▶ INSTRUCTION: Render the records below as a two-column CSV with the columns "input" and "output", one row per record, putting each record's text and its answer in a single quoted field with line breaks replaced by spaces. Leave the pictures out.

[Pointing records]
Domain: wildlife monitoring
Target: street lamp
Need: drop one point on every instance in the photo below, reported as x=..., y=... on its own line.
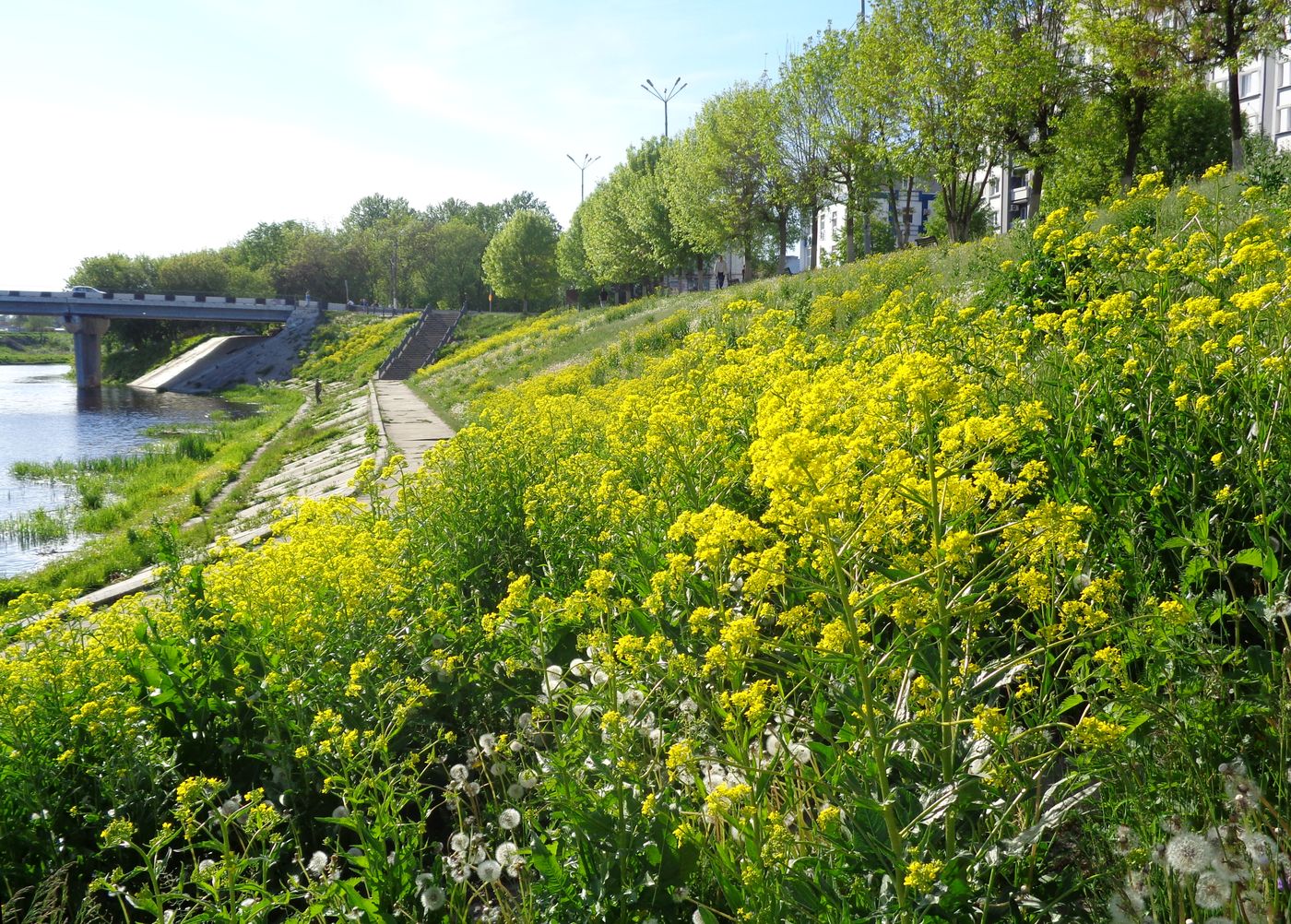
x=664, y=97
x=587, y=160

▶ FINAL ANSWER:
input,output
"Domain: wildlife monitoring Target: street lamp Need: drop one point on every instance in the photo below, reported as x=..., y=... on its own line.","x=664, y=97 x=587, y=160"